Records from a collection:
>>

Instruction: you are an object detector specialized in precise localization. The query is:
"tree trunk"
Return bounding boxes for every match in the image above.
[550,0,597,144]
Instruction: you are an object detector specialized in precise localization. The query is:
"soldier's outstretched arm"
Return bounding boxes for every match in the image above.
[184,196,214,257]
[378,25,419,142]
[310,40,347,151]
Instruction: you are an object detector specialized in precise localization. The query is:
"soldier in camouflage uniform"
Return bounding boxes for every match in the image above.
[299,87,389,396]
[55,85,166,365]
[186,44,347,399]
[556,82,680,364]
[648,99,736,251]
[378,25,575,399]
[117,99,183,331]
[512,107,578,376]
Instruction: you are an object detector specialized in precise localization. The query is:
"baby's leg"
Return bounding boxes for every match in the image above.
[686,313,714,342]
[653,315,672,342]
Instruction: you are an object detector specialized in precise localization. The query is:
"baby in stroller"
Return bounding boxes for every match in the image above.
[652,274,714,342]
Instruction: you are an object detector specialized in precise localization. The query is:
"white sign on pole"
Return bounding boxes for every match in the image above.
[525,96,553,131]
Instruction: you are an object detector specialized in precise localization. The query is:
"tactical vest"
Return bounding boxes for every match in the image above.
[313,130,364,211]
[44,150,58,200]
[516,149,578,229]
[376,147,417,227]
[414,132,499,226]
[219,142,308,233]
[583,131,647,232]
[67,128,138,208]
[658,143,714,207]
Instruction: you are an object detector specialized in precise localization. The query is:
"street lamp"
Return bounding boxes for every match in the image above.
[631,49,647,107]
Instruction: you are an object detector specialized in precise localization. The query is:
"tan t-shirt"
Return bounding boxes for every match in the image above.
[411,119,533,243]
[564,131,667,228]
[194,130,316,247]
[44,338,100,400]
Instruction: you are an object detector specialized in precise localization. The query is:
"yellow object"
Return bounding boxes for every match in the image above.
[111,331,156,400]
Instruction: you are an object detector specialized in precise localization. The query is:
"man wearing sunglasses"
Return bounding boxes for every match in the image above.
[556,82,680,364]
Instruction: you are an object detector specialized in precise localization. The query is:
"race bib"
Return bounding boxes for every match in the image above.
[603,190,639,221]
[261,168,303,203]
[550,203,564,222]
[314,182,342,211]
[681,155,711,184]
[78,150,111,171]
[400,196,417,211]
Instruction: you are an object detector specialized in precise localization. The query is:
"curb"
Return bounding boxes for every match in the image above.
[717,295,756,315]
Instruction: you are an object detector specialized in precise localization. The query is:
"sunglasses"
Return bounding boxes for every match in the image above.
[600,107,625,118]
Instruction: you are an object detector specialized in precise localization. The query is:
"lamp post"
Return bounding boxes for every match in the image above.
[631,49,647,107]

<<

What the exercise asks: Collect every line of the entries above that contains the word "soldier", copying each line in full. Case counts, so only matches with the same capitalization qualify.

Result below:
"soldier's outstretched arm"
"soldier in camouflage uniform"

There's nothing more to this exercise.